=== Exercise ===
In the data below, locate each line with the word "parked" and list it.

═════ Source data

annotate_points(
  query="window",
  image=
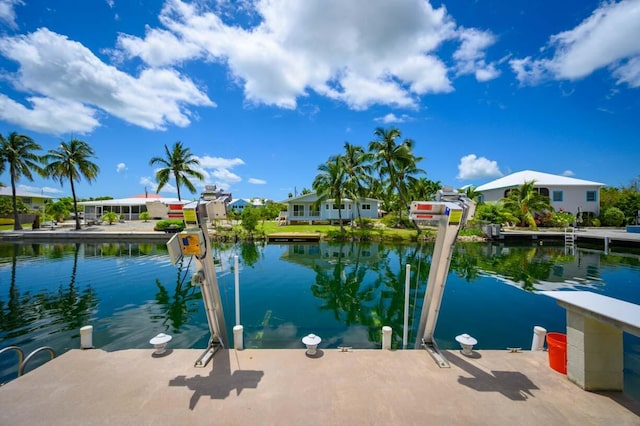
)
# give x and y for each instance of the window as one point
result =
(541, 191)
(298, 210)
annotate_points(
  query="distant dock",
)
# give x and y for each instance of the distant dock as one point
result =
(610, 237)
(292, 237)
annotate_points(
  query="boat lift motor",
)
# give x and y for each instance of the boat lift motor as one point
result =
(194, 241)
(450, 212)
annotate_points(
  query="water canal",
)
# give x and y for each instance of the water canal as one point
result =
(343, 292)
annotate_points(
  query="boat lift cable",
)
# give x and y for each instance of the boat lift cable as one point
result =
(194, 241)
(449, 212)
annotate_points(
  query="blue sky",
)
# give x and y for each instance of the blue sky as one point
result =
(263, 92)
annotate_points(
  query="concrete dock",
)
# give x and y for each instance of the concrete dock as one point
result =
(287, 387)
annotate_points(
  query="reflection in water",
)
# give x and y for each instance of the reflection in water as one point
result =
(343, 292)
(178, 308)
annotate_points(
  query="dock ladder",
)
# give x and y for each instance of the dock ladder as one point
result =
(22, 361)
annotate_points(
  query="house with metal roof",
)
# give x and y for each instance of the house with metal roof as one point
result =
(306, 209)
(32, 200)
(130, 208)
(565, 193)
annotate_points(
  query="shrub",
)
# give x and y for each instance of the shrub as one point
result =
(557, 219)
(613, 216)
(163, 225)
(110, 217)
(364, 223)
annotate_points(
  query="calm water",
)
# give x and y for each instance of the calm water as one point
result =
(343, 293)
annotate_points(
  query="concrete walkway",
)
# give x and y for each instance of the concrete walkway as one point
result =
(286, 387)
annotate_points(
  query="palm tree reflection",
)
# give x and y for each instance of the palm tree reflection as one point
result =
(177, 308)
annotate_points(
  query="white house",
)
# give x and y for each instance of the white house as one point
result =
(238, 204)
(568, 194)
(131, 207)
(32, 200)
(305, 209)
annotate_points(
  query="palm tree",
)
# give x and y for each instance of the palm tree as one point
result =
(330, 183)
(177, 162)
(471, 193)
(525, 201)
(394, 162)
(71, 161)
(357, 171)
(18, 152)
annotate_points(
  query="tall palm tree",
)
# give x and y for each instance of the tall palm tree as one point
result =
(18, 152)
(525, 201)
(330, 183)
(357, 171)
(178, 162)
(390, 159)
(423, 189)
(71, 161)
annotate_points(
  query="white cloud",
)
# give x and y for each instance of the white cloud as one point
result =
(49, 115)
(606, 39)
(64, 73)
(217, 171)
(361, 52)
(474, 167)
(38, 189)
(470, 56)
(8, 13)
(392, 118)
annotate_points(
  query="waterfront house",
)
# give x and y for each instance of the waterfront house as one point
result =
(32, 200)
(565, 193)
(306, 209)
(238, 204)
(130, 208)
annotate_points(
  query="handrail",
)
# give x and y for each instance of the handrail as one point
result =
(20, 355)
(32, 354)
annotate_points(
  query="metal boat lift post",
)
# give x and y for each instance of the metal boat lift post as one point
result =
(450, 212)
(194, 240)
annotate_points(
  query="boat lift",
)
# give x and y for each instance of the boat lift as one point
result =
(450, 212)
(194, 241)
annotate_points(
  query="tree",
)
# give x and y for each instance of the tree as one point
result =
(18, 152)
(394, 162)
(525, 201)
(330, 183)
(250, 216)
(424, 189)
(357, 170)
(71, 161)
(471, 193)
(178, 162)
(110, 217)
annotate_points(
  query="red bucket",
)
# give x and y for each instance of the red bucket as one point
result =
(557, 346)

══════════
═════ Source data

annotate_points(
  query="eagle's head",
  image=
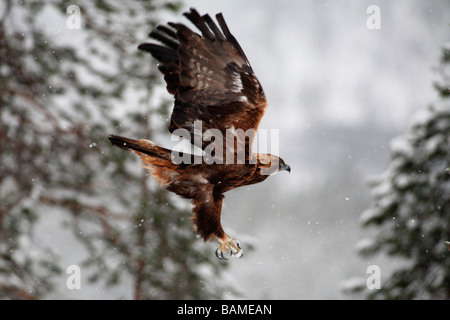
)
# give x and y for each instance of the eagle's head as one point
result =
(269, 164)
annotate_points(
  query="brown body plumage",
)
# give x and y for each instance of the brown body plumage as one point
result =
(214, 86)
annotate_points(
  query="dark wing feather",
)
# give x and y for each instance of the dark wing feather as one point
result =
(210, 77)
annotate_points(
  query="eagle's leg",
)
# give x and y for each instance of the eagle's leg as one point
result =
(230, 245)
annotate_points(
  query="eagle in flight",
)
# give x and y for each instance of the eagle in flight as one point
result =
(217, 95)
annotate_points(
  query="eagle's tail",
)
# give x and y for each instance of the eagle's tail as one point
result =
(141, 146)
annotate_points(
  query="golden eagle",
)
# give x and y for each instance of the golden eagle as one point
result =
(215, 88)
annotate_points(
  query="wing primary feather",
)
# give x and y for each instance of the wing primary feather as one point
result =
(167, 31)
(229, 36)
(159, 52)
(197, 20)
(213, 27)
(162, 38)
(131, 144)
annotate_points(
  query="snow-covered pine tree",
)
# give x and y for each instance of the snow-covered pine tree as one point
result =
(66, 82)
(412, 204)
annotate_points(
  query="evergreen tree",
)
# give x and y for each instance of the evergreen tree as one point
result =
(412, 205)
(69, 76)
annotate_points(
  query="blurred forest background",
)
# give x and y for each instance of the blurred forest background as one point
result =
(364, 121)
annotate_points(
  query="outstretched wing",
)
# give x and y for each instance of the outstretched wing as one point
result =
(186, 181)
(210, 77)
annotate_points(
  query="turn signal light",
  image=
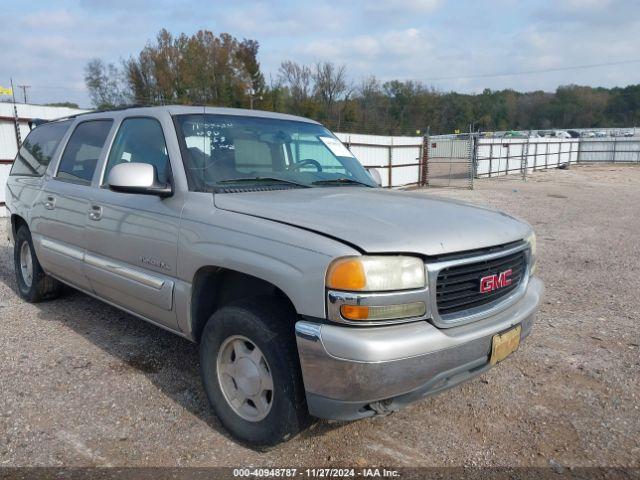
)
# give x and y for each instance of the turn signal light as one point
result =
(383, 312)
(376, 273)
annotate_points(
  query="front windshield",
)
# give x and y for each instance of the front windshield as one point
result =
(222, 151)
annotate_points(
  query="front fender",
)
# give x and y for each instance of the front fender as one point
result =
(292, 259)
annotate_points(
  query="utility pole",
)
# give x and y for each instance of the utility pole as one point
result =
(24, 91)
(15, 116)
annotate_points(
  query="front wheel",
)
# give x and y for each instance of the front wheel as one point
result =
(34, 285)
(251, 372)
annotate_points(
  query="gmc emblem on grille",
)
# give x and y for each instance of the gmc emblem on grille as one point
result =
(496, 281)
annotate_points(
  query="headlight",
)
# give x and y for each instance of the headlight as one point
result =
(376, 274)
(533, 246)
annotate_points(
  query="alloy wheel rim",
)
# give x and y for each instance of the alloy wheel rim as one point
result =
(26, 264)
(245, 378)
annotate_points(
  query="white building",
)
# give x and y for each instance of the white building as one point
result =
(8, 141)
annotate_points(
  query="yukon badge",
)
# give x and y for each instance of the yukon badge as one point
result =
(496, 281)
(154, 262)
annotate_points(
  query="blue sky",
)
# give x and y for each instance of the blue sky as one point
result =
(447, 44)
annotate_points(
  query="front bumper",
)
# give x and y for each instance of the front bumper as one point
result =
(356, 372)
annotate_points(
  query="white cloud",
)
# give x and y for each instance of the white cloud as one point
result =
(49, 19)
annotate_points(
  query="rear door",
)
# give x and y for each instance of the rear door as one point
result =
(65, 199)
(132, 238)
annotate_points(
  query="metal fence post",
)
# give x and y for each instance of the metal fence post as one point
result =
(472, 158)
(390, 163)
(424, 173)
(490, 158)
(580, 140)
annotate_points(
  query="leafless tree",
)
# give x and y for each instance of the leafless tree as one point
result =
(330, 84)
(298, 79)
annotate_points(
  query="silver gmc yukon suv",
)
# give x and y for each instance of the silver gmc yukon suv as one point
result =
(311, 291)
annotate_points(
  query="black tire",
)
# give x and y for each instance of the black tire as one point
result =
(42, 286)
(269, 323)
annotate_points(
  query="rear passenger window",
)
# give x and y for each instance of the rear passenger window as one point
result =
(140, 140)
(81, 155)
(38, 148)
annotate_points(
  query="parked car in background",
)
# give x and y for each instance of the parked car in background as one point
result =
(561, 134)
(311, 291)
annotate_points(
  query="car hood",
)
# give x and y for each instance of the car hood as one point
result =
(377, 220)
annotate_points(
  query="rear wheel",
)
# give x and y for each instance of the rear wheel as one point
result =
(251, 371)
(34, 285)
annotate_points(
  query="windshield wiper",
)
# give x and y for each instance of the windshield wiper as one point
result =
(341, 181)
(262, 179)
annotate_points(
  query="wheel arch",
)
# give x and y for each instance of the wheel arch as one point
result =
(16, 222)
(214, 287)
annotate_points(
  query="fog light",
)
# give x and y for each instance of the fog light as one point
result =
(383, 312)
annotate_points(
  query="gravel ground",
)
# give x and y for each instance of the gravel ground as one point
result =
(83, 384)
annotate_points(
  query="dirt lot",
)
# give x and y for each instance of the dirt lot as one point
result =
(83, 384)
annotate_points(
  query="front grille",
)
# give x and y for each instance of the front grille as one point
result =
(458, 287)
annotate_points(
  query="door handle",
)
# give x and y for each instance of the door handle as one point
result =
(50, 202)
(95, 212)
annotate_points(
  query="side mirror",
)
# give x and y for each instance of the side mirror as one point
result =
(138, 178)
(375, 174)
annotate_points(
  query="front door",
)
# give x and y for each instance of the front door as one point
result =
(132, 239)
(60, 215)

══════════

=== Written solution ===
  query="parked car in background",
# give x and y for each instance of the parked car in background as one point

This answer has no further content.